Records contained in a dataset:

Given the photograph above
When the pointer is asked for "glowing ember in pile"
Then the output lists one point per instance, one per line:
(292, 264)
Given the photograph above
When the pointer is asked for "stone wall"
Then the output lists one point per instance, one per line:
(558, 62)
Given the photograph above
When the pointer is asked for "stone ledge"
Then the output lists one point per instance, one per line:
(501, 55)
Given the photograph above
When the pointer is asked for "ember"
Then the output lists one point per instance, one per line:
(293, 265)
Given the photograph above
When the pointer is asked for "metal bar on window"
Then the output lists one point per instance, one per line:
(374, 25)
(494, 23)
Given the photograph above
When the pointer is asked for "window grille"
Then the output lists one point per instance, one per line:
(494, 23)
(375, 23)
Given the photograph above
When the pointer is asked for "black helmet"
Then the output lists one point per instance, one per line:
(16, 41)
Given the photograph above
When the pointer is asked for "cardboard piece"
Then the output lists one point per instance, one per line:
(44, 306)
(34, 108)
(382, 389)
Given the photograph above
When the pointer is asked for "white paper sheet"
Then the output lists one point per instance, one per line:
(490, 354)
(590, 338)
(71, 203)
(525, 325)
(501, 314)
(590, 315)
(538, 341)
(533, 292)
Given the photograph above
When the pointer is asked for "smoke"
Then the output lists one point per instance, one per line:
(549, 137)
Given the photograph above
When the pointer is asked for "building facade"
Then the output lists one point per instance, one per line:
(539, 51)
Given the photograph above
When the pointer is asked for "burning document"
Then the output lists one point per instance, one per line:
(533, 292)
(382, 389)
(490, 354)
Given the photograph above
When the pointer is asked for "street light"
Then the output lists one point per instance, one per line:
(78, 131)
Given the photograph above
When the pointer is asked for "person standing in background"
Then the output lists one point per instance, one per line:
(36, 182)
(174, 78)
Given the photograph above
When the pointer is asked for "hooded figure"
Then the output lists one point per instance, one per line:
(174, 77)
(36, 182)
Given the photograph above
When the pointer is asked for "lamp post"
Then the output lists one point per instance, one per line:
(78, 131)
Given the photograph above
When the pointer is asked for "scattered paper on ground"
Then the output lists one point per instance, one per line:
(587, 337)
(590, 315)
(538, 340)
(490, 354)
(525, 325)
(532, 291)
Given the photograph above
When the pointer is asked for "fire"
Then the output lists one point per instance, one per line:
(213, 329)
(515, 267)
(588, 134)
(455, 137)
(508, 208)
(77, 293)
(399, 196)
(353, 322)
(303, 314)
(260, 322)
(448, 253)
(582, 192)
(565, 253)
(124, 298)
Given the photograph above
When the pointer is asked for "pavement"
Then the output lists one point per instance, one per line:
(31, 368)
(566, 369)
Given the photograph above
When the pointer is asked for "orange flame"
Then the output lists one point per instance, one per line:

### WHAT THE TASK REQUIRES:
In the records above, locate every line with the string "ember" and copy it.

### RESULT:
When the pointer is asked for "glowing ember in pile"
When the pointer is asked for "ember"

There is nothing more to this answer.